Bringing some of the Globe’s signature lo-fi aesthetic and intimacy from the south bank to the West End, the production, once again directed by John Dove and designed by Jonathan Fenson, eschews amplification and uses one baroque-themed set for the duration, scantily dressed with props and flimsy backdrops according to need. The basic electric lighting remains constant and low-key throughout, supplemented by real candles in hanging candelabras and sconces on stage while the cast carries lit tapers with them into their scenes. Even the brocade costumes themselves speak in hushed, golden tones. An in-the-round illusion is inventively imposed on the venue’s proscenium-arch layout via audience seating on stage. All these retro effects combine to create a festive, fireside atmosphere that’s well suited to a play deeply concerned with the dichotomy between public and private.
The basic narrative arc posits why Farinelli, aka Carlo Broschi (1703-1782), at the height of his fame in 1737, forsook the stages of Europe and ended up staying for over 20 years at the Spanish court. He became the King’s own private songbird and proto-music therapist after it was discovered that only the ethereal sound of Farinelli’s voice could soothe the royal mania. In other words, it dwells mostly on those parts of the historical record ignored by the 1994 film Farinelli. That account preferred to dwell on the singer’s more lurid relationships with his brother Riccardo (who was also, as is mentioned here, the person who castrated Carlo at the age of 10), Handel and many adoring female fans.
The play’s version of the singer couldn’t be more different from the strutting, quasi-rock star played by Stefano Dionisi in the movie. Instead, here he’s a modest, kind-hearted sort of chap who almost seems to consider his musical gift a freakish, oppressive burden. Showing an admirably historical understanding of character, van Kampen’s Farinelli appears only too happy to bring succor to the distraught king, a man who is after all, to a 17th century mind, only a few rungs down from God in the Great Chain of Being. That said, the second part sketches in an extra, more quotidian motivation when Farinelli locks lips with Queen Isabella (Melody Grove, whose own aptly euphonious delivery and fine performance makes a key contribution to the show’s overall polish).
No doubt it was partly a practical decision to have the acting portion of the role performed by Crane while renowned countertenor Davies, dressed in matching costumes, sings the arias onstage beside him. But of course bifurcating the part between the two performers also handily underscores that public-private duality theme, which applies just as much to the King.

▸ Data section:
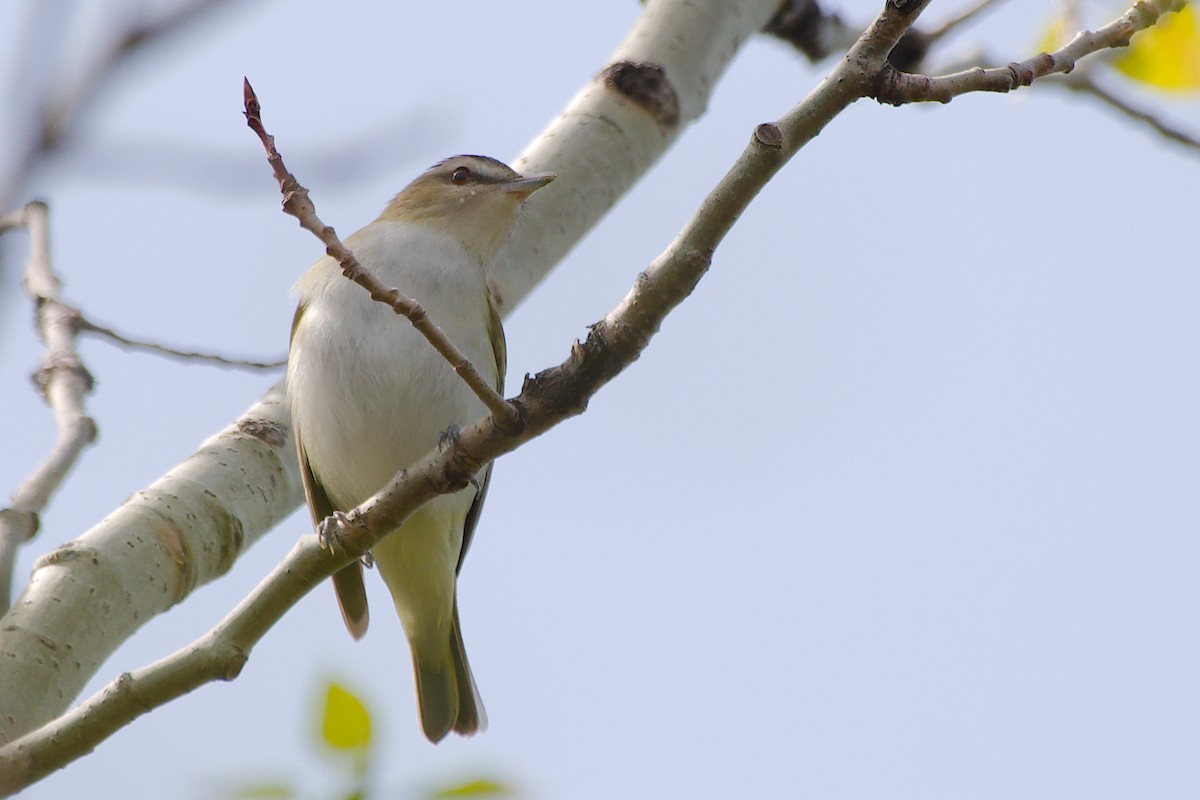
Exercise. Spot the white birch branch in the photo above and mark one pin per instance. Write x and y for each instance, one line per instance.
(190, 527)
(64, 383)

▸ Work instructions:
a. Repeat the theater review word for word, starting with "The basic narrative" and going on through "adoring female fans.".
b. According to the theater review, who directed the production?
Work only from the theater review, not from the data.

▸ Results in order:
a.
The basic narrative arc posits why Farinelli, aka Carlo Broschi (1703-1782), at the height of his fame in 1737, forsook the stages of Europe and ended up staying for over 20 years at the Spanish court. He became the King’s own private songbird and proto-music therapist after it was discovered that only the ethereal sound of Farinelli’s voice could soothe the royal mania. In other words, it dwells mostly on those parts of the historical record ignored by the 1994 film Farinelli. That account preferred to dwell on the singer’s more lurid relationships with his brother Riccardo (who was also, as is mentioned here, the person who castrated Carlo at the age of 10), Handel and many adoring female fans.

b. John Dove directed it.